The records —

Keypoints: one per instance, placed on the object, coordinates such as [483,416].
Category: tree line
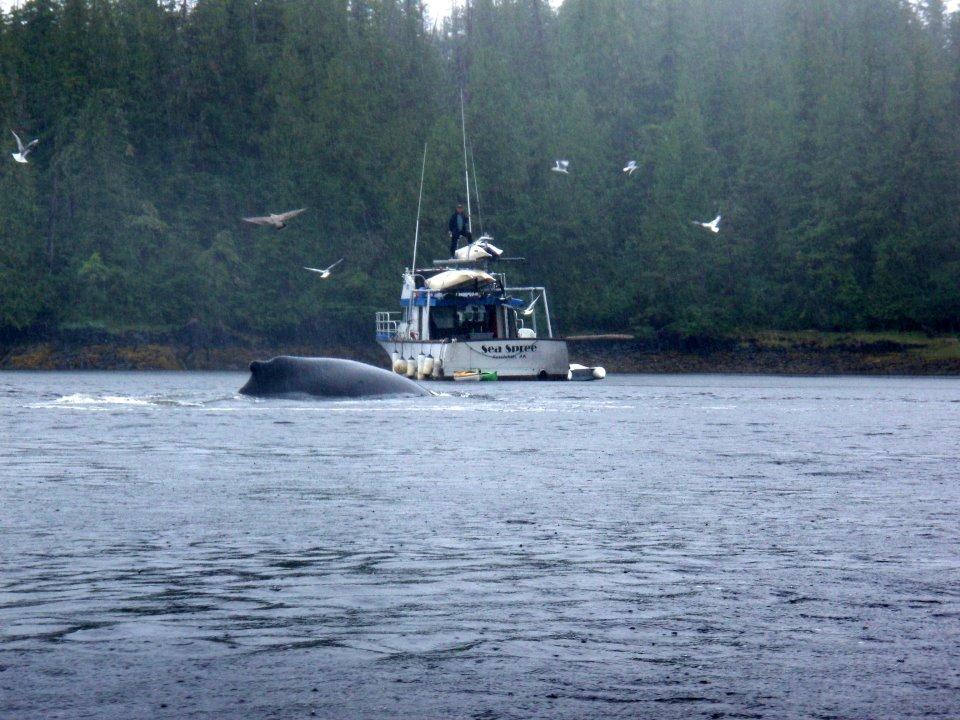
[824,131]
* * *
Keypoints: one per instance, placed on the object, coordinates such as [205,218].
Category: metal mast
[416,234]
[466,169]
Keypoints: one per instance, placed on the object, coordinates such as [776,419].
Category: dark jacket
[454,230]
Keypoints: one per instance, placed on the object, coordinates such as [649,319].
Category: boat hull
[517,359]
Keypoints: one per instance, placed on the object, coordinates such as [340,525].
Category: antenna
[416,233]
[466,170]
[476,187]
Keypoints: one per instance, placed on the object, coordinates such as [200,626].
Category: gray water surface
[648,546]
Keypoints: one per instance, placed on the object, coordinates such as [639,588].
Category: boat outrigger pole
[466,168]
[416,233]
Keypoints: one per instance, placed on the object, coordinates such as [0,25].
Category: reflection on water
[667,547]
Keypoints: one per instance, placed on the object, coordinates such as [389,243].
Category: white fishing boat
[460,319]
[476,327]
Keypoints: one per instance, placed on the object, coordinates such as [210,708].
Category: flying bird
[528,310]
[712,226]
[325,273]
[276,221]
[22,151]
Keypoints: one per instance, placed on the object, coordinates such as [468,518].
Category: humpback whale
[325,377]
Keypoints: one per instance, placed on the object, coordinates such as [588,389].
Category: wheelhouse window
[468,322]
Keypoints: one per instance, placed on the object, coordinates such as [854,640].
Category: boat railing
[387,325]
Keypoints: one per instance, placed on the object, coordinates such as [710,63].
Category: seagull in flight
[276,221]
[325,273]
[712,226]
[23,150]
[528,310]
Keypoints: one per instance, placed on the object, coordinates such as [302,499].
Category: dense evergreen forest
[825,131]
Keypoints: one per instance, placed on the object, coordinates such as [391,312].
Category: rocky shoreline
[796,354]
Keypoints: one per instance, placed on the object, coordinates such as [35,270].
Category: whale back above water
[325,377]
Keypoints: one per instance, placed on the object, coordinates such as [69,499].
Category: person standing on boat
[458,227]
==
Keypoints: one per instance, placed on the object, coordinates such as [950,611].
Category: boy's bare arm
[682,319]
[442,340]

Challenge — Show each line of the data above in which the word "water" appears.

Written answer —
Category: gray water surface
Category: reflection on water
Category: whale back above water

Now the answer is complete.